Últimos momentos em Sarajevo. Apanhamos um táxi para a central de autocarros. Num semáforo, o taxista aponta para um edifício moderno e feioso com uma cruz no telhado. É uma igreja católica erigida depois da guerra e que permaneceu inacabada durante anos por falta de dinheiro. A obra só foi concluída, diz o taxista, graças à ajuda de um muçulmano rico da cidade. Faz uma pausa e acrescenta: «Isto é a Bósnia.» Não sei se o taxista inventou a história. E se inventou, não sei se o fez por nós ou por ele. É uma bela história. Agradeço que a tenha contado. Tal como se inventam histórias para justificar a guerra, também se criam outras para construir a paz.

Sarajevo V

A Casa dos Sindicatos fica numa das extremidades da Obala Kulina bana, a avenida que acompanha o rio Miljacka. O mobiliário e a decoração do café são patrocinados pela marca de whisky Johnnie Walker, e no telhado brilha de dia e de noite um gigantesco néon da McDonald’s.

- _Trabalho a fazer_:
#1 Indique se cada afirmação concorda com o texto sobre Sarajevo: (a) a igreja católica apontada pelo taxista foi construída antes da guerra; (b) segundo o taxista, a obra da igreja foi concluída com a ajuda de um muçulmano rico da cidade; (c) o mobiliário e a decoração do café da Casa dos Sindicatos são patrocinados pela McDonald's. Responda sim ou não e cite as palavras do texto que o decidem.
#2 Escreva a continuação do texto sobre Sarajevo a partir da última frase apresentada.

- _Dados fornecidos_:
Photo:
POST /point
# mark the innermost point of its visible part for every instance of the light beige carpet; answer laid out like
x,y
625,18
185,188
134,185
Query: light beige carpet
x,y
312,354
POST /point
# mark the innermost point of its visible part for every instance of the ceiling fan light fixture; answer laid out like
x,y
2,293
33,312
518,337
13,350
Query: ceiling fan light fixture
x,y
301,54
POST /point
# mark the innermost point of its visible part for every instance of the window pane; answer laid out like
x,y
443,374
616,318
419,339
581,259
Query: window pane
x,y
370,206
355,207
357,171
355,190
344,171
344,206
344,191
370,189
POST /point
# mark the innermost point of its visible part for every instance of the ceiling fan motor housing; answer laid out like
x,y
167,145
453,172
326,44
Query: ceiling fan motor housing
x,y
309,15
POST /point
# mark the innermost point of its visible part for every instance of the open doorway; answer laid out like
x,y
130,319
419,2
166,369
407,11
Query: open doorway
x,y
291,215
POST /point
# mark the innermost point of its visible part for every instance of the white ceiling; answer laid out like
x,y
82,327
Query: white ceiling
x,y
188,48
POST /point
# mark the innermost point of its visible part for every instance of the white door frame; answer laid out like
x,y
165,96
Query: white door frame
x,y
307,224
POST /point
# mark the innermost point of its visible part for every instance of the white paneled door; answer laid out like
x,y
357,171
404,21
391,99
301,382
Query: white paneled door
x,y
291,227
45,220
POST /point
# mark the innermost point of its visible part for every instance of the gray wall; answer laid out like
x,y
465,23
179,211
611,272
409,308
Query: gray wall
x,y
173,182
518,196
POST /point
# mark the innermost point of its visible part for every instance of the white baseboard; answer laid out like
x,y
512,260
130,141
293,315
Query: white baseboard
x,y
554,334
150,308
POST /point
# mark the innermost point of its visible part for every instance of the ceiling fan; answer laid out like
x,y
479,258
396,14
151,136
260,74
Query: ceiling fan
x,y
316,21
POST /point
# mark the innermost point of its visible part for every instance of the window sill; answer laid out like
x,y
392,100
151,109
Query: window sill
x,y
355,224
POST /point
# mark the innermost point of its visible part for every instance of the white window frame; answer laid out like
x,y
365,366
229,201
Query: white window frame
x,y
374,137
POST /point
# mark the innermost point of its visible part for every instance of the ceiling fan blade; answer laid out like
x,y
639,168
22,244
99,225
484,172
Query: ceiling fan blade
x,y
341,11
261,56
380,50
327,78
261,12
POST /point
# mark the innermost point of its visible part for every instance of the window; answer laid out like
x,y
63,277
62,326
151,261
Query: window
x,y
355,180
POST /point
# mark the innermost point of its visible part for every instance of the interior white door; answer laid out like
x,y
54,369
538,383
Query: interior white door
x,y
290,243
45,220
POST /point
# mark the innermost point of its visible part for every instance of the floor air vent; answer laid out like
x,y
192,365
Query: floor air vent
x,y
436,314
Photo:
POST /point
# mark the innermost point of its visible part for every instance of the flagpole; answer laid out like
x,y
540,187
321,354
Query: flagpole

- _Resultados do exercício_:
#1
(a) Não: «É uma igreja católica erigida depois da guerra».
(b) Sim: «A obra só foi concluída, diz o taxista, graças à ajuda de um muçulmano rico da cidade.»
(c) Não: «O mobiliário e a decoração do café são patrocinados pela marca de whisky Johnnie Walker».

#2
Sarajevo IV

Observo, fascinado, as gralhas. Estão por todo o lado. Elegantes no ar, completamente desengonçadas no chão, como o albatroz de Baudelaire. As pessoas naturalmente parecem nem dar por elas. Sinto-me como aqueles turistas no Porto que fotografam cada gaivota que lhes passa pela frente.

Sarajevo III

Do quarto do hotel, observo as pessoas na rua. Ninguém caminha com pressa. E apesar da fila de carros em hora de ponta, só de vez em quando se ouve o troar nervoso de uma buzina. Ninguém está em guerra. A cidade não está cercada e em estado de sítio. Para quê correr?

Sarajevo II

Em muitos prédios da cidade, há uma placa com o aviso «Perigo de derrocada da fachada». Mais uma coisa que não é imediatamente óbvia para um estrangeiro que não domine a língua. Só me apercebi dessa espécie de padrão após várias caminhadas. Decorridos 30 anos sobre o cerco, porque é que ainda não se renovaram as fachadas e se apagaram os traços das balas e dos morteiros? Imagino a resposta: porque na Bósnia o dinheiro é pouco e o que existe é para usar nas coisas essenciais à vida.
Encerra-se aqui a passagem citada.